▶ EXERCISE BRIEF
Wherever a line holds the word "mask", copy that line from the data.

▶ DATA SECTION
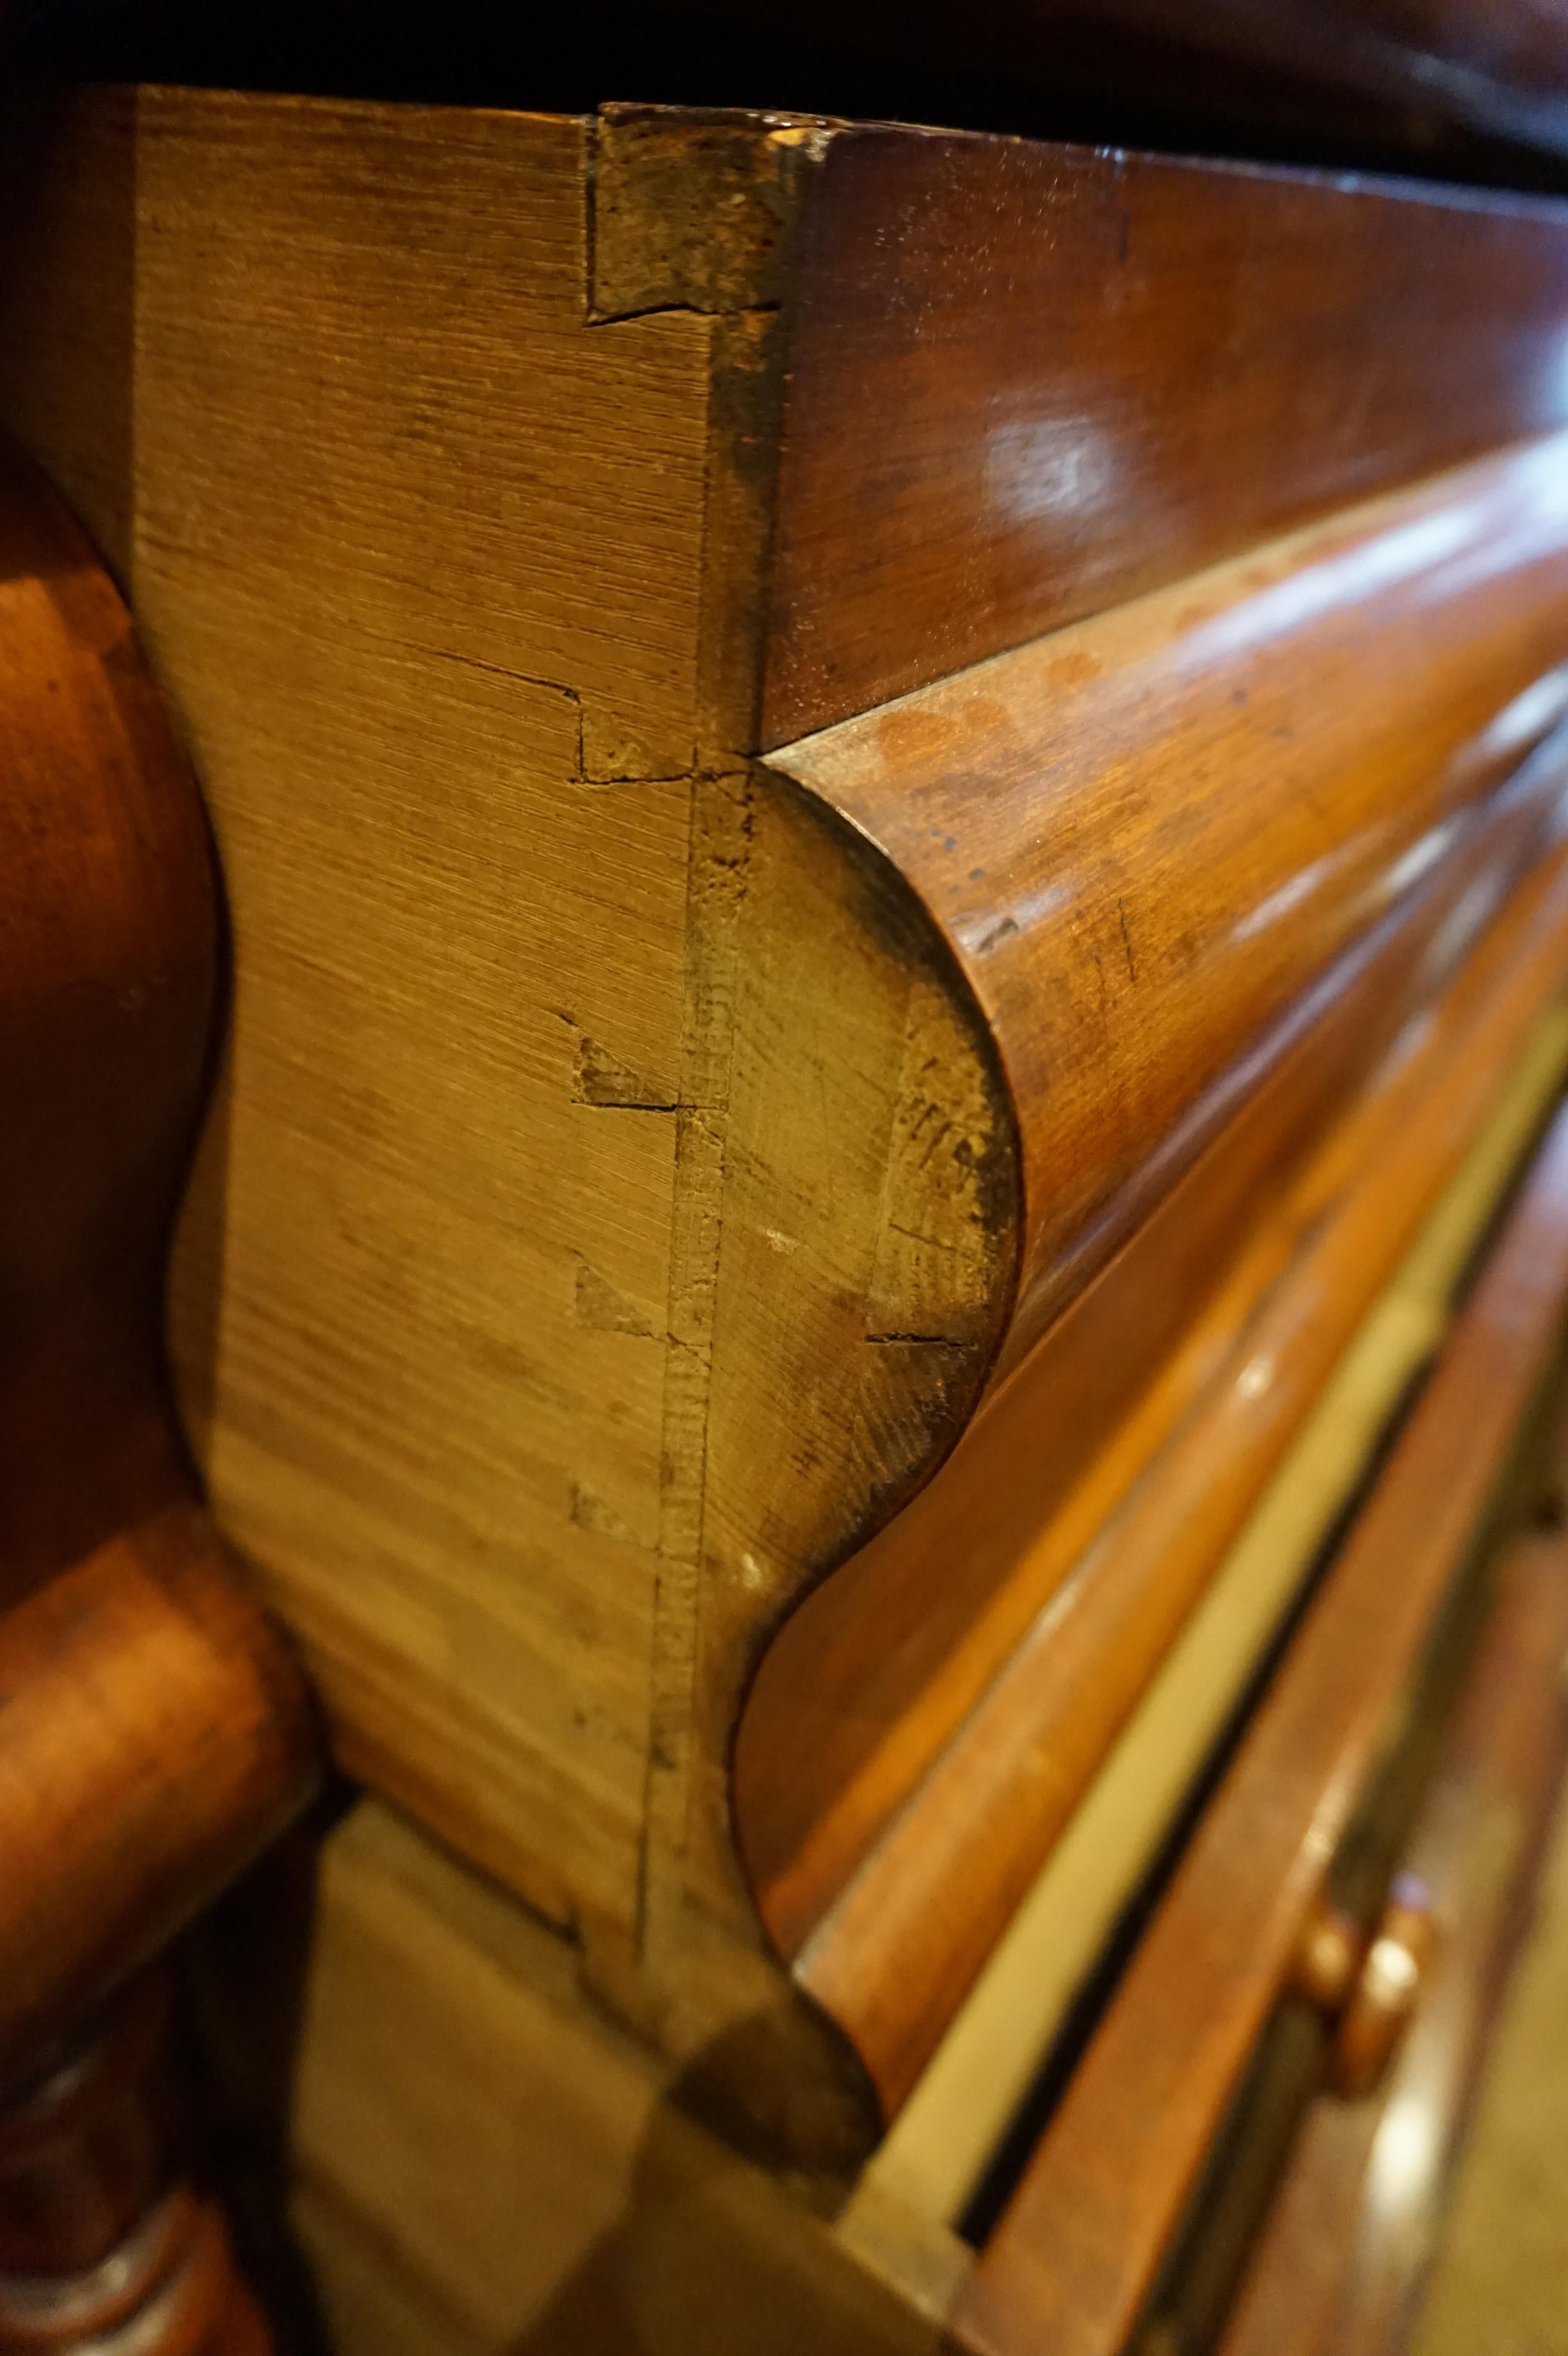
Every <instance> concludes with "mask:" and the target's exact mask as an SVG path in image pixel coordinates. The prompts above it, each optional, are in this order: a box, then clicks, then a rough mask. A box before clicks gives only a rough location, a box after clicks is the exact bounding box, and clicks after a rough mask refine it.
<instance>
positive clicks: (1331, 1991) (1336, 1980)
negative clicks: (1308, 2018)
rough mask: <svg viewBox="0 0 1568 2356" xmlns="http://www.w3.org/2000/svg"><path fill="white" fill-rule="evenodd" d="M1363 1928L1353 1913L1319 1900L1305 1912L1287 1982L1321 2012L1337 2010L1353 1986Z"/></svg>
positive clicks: (1363, 1950)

▶ EXERCISE SOLUTION
Every <instance> concludes with "mask:" and the target's exact mask as an SVG path in image pixel coordinates. The prompts above it, each optional, are in this order: a box, then clicks, then a rough mask. A box before clicks gives only a rough location, a box after clicks is the exact bounding box, and clicks after a rough mask refine it.
rough mask: <svg viewBox="0 0 1568 2356" xmlns="http://www.w3.org/2000/svg"><path fill="white" fill-rule="evenodd" d="M1363 1928L1353 1913L1319 1900L1305 1912L1287 1982L1321 2012L1337 2010L1353 1986Z"/></svg>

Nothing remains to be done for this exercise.